___ Data shown ___

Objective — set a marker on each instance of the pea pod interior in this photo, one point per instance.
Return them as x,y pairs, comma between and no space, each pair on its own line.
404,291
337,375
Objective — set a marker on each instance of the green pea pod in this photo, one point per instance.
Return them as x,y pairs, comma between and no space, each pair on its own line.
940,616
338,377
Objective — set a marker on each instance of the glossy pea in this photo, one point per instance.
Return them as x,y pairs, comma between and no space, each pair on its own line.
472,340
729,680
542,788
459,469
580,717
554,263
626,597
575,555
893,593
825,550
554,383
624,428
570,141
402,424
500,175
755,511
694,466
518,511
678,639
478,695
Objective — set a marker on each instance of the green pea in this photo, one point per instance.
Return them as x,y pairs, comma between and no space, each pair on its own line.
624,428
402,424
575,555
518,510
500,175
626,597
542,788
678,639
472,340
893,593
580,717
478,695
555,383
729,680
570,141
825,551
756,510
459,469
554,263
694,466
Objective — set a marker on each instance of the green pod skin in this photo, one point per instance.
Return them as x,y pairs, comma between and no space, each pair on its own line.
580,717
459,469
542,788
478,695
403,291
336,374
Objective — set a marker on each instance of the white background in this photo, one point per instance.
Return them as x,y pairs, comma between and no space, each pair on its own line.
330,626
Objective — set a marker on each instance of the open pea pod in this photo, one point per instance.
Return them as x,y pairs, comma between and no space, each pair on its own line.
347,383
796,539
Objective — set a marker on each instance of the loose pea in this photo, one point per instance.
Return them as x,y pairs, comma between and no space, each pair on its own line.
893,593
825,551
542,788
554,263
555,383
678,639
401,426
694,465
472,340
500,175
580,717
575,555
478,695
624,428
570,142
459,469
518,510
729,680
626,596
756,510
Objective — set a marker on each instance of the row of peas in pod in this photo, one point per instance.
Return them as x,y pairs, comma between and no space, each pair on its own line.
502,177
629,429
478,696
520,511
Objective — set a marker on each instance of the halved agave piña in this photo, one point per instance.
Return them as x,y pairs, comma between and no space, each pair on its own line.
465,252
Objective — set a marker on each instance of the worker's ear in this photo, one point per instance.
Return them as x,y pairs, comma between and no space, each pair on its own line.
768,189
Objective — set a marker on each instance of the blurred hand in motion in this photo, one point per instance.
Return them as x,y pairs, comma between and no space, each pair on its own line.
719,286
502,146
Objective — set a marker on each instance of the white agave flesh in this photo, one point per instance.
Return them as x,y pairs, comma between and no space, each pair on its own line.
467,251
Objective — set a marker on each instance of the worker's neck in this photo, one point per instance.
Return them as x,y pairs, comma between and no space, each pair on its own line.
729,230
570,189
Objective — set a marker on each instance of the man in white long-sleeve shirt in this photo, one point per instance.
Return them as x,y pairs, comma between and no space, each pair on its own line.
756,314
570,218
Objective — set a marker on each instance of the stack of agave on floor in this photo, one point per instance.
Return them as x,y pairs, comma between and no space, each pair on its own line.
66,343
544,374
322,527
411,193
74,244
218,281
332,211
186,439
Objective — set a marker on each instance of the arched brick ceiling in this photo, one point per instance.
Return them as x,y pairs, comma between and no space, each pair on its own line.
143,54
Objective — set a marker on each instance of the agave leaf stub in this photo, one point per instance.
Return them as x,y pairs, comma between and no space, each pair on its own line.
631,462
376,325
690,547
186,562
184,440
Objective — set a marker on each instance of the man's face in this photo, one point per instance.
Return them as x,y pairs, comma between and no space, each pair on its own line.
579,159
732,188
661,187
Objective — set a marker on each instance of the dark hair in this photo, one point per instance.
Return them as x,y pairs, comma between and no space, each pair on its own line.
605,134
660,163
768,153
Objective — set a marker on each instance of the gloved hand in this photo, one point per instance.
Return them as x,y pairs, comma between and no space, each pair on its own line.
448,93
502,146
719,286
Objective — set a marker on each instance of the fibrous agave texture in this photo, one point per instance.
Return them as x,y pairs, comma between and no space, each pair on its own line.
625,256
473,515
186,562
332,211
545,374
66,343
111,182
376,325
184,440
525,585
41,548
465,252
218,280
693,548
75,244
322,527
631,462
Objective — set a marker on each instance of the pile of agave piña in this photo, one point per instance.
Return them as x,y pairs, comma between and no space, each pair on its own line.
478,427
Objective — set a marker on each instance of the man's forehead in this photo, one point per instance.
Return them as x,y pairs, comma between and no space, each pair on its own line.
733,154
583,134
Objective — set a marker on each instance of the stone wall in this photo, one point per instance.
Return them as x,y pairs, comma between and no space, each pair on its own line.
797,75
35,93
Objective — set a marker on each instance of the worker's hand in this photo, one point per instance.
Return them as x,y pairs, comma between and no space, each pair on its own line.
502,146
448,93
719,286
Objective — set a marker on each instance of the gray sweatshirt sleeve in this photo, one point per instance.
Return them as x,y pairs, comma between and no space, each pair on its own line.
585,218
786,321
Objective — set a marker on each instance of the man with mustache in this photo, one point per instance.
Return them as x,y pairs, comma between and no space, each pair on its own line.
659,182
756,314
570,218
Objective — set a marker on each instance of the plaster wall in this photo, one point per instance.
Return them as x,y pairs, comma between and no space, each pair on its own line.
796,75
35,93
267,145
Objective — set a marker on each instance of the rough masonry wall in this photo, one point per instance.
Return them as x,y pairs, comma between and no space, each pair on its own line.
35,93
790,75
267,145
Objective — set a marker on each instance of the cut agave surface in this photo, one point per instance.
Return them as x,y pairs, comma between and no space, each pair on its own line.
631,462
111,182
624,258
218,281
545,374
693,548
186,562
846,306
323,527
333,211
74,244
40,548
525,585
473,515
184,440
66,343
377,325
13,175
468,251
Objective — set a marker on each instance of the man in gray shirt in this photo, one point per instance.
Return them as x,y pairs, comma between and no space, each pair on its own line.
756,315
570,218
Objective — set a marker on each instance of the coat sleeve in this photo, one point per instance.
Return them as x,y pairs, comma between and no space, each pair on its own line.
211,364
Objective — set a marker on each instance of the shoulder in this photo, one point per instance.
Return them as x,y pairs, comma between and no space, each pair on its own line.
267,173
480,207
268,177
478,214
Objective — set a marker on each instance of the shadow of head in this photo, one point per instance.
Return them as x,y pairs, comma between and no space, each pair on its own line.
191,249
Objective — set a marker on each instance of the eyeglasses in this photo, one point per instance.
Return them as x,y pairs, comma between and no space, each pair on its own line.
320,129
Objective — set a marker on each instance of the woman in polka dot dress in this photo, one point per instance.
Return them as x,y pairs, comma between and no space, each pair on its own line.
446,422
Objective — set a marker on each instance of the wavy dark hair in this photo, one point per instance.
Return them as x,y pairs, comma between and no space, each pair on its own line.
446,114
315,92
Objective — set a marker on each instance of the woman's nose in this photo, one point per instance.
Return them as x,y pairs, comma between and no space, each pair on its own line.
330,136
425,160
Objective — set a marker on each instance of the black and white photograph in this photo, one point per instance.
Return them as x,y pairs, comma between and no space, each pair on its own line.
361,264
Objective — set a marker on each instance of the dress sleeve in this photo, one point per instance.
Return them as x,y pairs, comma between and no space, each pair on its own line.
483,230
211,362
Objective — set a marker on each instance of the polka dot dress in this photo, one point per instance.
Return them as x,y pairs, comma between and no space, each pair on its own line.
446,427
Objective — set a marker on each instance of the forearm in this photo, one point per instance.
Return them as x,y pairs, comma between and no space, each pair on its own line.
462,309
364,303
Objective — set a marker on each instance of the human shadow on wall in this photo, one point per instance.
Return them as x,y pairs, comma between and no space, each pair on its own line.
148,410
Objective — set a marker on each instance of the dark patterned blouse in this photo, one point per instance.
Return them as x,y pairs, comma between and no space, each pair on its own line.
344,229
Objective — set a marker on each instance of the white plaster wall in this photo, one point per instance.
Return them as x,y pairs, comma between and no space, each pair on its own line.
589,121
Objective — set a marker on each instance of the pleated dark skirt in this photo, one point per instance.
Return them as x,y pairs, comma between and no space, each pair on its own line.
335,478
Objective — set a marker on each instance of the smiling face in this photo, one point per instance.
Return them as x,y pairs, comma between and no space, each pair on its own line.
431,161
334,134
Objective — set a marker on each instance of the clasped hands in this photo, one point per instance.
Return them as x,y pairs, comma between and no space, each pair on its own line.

___

Starting at the line that has "Objective — set a marker on each instance of the human" and continuing to the end of the data, write those lines out again with "white plaster wall" replaced by "pale plaster wall". Leave everything else unchanged.

Objective — set a marker on each instance of the human shadow on wall in this photo, one point per instance.
Return them as x,y pairs, comma between and no space, each pair on its own line.
148,410
Objective — set a marker on each instance of the dark patterned blouse in this photo, one point per instance.
Return them as x,y pairs, comma between and no space, each pair on its own line.
344,229
Objective — set a marker on each instance of the pale plaster wall in this photo, one point per instance.
Return them as x,y pairs, comma between and no space, each pair on its own line.
589,121
Objective — set a marker on each instance of the pleated dark skirt in this photo, one point per instance.
Return them as x,y pairs, comma between and no space, each pair on its own line.
335,478
Objective — set a marker on each instance of the smiling face in this photo, one point per instance.
Return them as x,y pairs, comma between and no space, each pair on its own line.
431,161
334,134
Objective — set a marker on each instance of the clasped hands in this photo, one point per instance.
Return them as x,y pairs, comma between and no space, each pair on its own line.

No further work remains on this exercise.